▼▼▼

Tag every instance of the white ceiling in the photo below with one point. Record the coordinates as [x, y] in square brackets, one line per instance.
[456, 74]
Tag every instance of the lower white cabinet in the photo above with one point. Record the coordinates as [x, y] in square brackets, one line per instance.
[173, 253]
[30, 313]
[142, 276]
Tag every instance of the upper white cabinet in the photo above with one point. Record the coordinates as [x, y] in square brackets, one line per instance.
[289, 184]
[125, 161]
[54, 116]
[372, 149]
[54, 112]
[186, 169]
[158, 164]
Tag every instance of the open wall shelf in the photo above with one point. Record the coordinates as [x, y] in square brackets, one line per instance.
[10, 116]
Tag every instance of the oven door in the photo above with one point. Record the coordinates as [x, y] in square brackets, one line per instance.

▲▲▲

→ **Request**
Starting at the line that contains "Tag every instance of the open" and ending at the last of the entries, write those lines out again with "wall shelf" swapped for "hanging shelf" and nothing else changed.

→ **Answer in full**
Tag every instance of the open hanging shelf in the photo above with one point. Record the coordinates as [x, y] in square brackets, one line per instance.
[10, 116]
Tag every instance of the oven door in the photo above with one point. Record the coordinates as [x, y] in square brackets, one line per instance.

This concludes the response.